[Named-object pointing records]
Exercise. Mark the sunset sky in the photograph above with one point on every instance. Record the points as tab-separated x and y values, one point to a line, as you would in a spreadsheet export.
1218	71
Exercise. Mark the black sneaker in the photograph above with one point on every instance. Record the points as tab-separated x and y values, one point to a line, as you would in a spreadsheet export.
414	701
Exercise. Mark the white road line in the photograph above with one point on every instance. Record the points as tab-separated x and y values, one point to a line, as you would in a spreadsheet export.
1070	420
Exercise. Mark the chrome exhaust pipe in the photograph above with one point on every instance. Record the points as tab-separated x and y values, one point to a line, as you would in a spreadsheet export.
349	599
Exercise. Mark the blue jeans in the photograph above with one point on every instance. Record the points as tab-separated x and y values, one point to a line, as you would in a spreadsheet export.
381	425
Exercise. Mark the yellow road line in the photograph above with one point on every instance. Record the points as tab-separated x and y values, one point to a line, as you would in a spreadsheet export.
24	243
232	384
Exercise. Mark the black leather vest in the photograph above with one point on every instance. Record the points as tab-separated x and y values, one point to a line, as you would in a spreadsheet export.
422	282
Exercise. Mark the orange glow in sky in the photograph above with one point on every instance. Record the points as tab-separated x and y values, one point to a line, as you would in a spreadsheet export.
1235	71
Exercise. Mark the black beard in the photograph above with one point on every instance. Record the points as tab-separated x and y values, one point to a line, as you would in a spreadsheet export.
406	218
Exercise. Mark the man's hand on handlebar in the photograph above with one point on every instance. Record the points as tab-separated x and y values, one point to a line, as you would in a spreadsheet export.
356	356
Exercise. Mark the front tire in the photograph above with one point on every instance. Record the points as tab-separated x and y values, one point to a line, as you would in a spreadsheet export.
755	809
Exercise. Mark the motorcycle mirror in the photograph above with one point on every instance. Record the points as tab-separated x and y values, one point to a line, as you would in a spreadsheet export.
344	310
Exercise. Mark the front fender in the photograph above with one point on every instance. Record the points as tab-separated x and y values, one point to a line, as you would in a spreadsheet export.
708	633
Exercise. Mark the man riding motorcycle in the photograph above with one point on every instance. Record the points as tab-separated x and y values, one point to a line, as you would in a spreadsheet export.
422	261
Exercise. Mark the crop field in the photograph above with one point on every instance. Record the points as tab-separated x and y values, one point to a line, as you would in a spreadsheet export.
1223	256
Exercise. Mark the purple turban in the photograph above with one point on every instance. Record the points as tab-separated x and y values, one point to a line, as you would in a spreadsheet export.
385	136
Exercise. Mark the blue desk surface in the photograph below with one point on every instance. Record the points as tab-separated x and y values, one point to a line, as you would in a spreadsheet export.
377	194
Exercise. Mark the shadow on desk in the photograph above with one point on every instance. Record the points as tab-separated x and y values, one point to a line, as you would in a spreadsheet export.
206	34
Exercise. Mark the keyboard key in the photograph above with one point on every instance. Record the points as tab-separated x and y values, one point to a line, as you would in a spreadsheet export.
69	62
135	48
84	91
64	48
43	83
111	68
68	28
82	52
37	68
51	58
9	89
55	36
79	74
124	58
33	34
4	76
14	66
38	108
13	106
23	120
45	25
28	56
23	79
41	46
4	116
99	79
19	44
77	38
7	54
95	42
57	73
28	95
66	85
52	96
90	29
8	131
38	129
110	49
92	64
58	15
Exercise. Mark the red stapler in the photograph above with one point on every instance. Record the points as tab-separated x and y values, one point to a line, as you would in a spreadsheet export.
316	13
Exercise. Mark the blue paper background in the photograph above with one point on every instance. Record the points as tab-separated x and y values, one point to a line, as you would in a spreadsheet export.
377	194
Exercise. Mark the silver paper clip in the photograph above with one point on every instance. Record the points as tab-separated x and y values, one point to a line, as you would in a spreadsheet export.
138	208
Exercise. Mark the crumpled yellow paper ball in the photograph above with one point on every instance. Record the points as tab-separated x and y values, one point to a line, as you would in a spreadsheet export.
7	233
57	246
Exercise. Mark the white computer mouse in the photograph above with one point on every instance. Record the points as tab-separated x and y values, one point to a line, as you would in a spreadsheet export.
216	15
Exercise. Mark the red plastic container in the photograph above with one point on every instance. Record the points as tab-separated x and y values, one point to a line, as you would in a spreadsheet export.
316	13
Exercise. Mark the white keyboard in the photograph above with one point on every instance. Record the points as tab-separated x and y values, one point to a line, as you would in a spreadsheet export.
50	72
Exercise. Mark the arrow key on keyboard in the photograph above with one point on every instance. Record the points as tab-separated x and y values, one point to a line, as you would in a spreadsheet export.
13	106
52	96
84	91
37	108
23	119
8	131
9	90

Work to do :: Reproduce each entry above exactly, keeping every word.

Exercise response ::
Exercise. Mark the sunset sky in the photograph above with one point on every instance. Record the points as tab-separated x and y values, one point to a line, as you would in a spreadsheet export.
1218	71
Exercise. Mark the black sneaker in the photograph above with one point on every instance. Record the points as tab-separated x and y values, one point to a line, as you would in a spreadsheet export.
414	701
Exercise. Mark the white road line in the photograph above with one point on every instance. Record the points as tab-separated x and y values, one point to a line, as you would in a spreadsheet export.
1070	420
Exercise. Mark the chrome exhaust pipe in the photograph above with one point on every instance. Record the points as tab-separated x and y values, one point to a line, as you would in a spreadsheet export.
349	599
Exercise. Mark the blue jeans in the photograph above with one point on every instance. Record the points as tab-separated x and y values, one point to a line, as you would in a spreadsheet export.
381	425
Exercise. Mark the yellow road line in the photograph above with one point on every instance. Record the points as tab-separated x and y values, one point to a line, as you would in a spreadsheet export.
24	243
232	384
Exercise. Mark the black leather vest in the photograph above with one point on every instance. Record the points as tab-separated x and y values, one point to a line, as you would in a spreadsheet export.
422	282
Exercise. Mark the orange glow in sky in the photograph above with one point on every instance. Record the points as tab-separated x and y values, one point to a line, as you would in a spreadsheet export.
1235	71
Exercise. Mark the black beard in the photograph above with one point on every instance. Record the points as tab-separated x and y values, one point to a line, as you would in a spreadsheet export.
406	218
Exercise. Mark the man's hand on handlebar in the photograph above with one point on every instance. Record the points as tab-separated x and y values, one point to a line, as you would in a spreadsheet export.
356	356
Exercise. Mark the front tire in the photograph above with one point on every instance. Record the points as tab-separated x and y values, one point to a line, as you would in a spreadsheet export.
755	809
Exercise. Mark the motorcycle mirror in the photograph above with one point on every instance. Record the points as tab-separated x and y values, one point to a line, as you would in a spreadsheet export.
344	310
Exercise. Mark the front fender in the photograph above with one point on every instance. Record the points as tab-separated x and y values, one point to a line, as you would in a spreadsheet export.
708	633
Exercise. Mark the man riding motorcycle in the photograph above with one point on every instance. Record the points as tab-separated x and y values, one point to a line, as you would in a spreadsheet export.
422	261
Exercise. Mark the crop field in the photograph above with one point on every instance. Record the points as tab-separated x and y values, one point to a line, as you would in a spreadsheet export.
1223	256
Exercise. Mark the purple turban in the photograph above with one point on every instance. Record the points as tab-separated x and y values, one point to a line, as you would in a spreadsheet export.
385	136
Exercise. Mark the blue desk surface in the photograph below with one point on every instance. Record the points as tab-separated x and y values, one point to a line, as you would in a spreadsheet export.
377	194
Exercise. Mark the shadow on desk in the photograph above with one point on every instance. Record the points as tab-separated x and y values, one point to a line, as you would in a spreadsheet export.
206	34
Exercise. Mark the keyboard key in the photograph above with one point on every instance. Record the points as tab-separated x and y values, one point to a line, as you would in a spreadsheet export.
69	62
135	48
84	91
64	48
43	83
111	68
68	28
82	52
37	68
51	58
9	89
55	36
79	74
124	58
33	34
4	76
14	66
38	108
13	106
23	120
45	25
28	56
23	79
41	46
4	116
99	79
19	44
77	38
7	54
95	42
57	73
28	95
66	85
52	96
90	29
8	131
38	129
110	49
92	64
58	15
Exercise. Mark the red stapler in the photograph above with one point on every instance. Record the points as tab-separated x and y values, one point to a line, as you would in a spreadsheet export.
316	13
Exercise. Mark the blue paper background in the photograph above with one point on every instance. Record the points as tab-separated x and y values, one point to a line, as you would in a spreadsheet export.
377	194
Exercise. Mark the silver paper clip in the photograph above with one point on every instance. Record the points as tab-separated x and y values, one point to a line, as you would in a spreadsheet export.
138	208
Exercise. Mark the crumpled yellow paper ball in the photograph above with one point on every instance. Record the points as tab-separated x and y values, one point to a line, as you would in a spreadsheet export.
7	233
57	246
Exercise. Mark the white computer mouse in the photograph above with one point on every instance. Record the points as tab-separated x and y values, one point to a line, as you would in a spreadsheet export.
216	15
Exercise. Mark the red plastic container in the photograph above with one point on every instance. Record the points as tab-separated x and y values, one point to a line, as you would in a spreadsheet export.
316	13
Exercise. Mark the white keyboard in the photograph above with one point on every instance. Record the points as tab-separated x and y values, one point to a line, as you would in a spreadsheet export.
50	72
Exercise. Mark the arrow key on keyboard in the photograph above with one point on every instance. Record the points as tab-separated x and y values, one point to a line, as you would in a spreadsheet export.
13	106
52	96
84	91
37	108
23	119
8	131
9	90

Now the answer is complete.